* _INDICACIÓN A_
Responde con lo que dice el fragmento:
(i) ¿En qué diario se publicó el ensayo sobre Gilles Deleuze?
(ii) ¿En qué mes y año apareció ese ensayo?
(iii) ¿Cómo se titula el ensayo inconcluso que más se aprecia?
* _INDICACIÓN B_
Reproduce tal cual una parte del fragmento. Empieza en las palabras "EB — Varios." y termina después de "algún momento editaré.".

* _FRAGMENTO CITADO_

━━━

EB — Varios. Por ejemplo, “La ilusión de la paradoja del sujeto”, “La formación del filósofo”, “La filosofía, un pensar de lo ‘intempestivo’”, los que integraron tres volúmenes con ensayos de varios autores, o “Gilles Deleuze, un pensamiento creador en el cruce teórico de Fin de Siglo”, publicado en el diario “La Prensa” en noviembre de 1993. Pero el que más aprecio es un ensayo inconcluso sobre Nietzsche: “Nietzsche, una ontología trágica”, que en algún momento editaré.

━━━

* _DATOS MOSTRADOS_
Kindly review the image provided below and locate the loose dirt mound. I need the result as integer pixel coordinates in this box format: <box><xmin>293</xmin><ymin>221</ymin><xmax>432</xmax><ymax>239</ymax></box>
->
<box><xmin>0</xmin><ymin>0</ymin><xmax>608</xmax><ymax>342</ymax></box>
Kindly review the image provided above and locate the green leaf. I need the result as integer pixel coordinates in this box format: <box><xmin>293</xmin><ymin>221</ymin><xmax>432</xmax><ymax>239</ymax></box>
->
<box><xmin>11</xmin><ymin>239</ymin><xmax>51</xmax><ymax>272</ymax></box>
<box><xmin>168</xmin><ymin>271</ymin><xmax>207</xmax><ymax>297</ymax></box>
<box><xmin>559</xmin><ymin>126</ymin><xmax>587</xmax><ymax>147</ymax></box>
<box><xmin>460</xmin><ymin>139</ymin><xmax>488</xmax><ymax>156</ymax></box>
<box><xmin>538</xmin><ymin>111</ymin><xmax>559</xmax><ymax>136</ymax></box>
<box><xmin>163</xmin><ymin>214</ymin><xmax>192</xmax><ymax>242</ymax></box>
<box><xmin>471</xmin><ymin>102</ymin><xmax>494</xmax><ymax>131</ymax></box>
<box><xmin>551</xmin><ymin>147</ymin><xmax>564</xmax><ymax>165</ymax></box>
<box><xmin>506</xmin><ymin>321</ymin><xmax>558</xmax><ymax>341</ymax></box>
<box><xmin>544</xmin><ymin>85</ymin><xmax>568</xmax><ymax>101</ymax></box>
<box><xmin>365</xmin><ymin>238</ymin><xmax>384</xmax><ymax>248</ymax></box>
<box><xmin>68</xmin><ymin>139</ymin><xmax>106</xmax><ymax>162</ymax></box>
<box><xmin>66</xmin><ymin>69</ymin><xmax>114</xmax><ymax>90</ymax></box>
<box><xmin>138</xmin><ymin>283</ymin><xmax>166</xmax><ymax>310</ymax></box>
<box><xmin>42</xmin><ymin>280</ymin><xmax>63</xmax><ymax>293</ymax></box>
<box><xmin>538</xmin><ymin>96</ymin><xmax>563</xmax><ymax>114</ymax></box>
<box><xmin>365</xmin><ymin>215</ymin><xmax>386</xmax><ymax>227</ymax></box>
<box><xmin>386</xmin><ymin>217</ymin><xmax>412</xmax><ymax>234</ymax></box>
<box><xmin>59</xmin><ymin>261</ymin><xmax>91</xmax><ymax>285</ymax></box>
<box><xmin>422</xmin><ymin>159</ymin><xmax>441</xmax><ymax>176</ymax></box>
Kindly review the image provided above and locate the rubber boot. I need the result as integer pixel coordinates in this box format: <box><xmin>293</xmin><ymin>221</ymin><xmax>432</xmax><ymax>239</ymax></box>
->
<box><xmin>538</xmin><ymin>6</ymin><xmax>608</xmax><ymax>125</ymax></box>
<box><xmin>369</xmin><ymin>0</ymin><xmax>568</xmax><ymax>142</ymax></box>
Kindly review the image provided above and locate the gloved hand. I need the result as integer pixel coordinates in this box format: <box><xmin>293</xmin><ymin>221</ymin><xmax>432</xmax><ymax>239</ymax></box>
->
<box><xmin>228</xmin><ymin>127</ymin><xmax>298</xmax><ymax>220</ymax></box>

━━━

* _RESPUESTA COMPLETA A_
(i) En el diario "La Prensa".
(ii) En noviembre de 1993.
(iii) "Nietzsche, una ontología trágica".

* _RESPUESTA COMPLETA B_
EB — Varios. Por ejemplo, “La ilusión de la paradoja del sujeto”, “La formación del filósofo”, “La filosofía, un pensar de lo ‘intempestivo’”, los que integraron tres volúmenes con ensayos de varios autores, o “Gilles Deleuze, un pensamiento creador en el cruce teórico de Fin de Siglo”, publicado en el diario “La Prensa” en noviembre de 1993. Pero el que más aprecio es un ensayo inconcluso sobre Nietzsche: “Nietzsche, una ontología trágica”, que en algún momento editaré.